* [Material for this task]
Segment Open

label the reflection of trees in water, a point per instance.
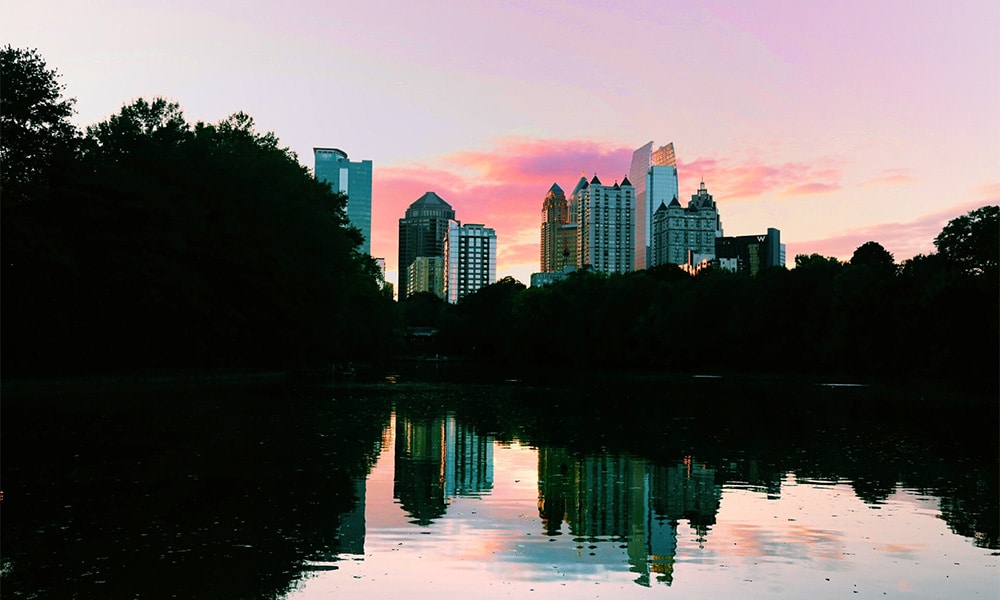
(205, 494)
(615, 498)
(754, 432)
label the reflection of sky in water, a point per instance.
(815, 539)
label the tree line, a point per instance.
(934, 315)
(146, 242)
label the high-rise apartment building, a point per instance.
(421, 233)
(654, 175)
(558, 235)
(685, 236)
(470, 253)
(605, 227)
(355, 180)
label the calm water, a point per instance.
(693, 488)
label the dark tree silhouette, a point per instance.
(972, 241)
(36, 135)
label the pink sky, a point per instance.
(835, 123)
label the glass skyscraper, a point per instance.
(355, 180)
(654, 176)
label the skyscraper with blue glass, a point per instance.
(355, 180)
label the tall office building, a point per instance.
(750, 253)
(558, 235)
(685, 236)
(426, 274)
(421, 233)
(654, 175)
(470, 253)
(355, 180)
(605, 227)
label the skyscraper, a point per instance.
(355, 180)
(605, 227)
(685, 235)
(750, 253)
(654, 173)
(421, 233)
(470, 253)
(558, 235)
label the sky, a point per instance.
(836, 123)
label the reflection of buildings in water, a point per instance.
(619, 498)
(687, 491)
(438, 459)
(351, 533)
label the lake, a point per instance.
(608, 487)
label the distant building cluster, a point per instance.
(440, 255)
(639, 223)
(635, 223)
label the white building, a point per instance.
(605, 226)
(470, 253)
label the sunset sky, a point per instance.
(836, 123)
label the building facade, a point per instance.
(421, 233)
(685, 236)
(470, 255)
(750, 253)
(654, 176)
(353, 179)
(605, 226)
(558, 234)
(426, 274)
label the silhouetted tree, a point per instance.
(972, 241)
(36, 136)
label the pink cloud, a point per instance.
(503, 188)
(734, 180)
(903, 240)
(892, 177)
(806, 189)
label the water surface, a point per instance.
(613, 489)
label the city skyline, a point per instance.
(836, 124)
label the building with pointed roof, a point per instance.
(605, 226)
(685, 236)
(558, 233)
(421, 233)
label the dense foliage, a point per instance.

Segment Closed

Nothing but the lines from the one containing "label the city skyline, a point per instance." to the end of the entries belongs in the answer, and each must match exactly.

* [Final answer]
label the city skyline, a point per instance.
(836, 124)
label the building with pointed roof, a point per instance.
(605, 226)
(685, 236)
(558, 233)
(421, 233)
label the dense foliage, a point per instance.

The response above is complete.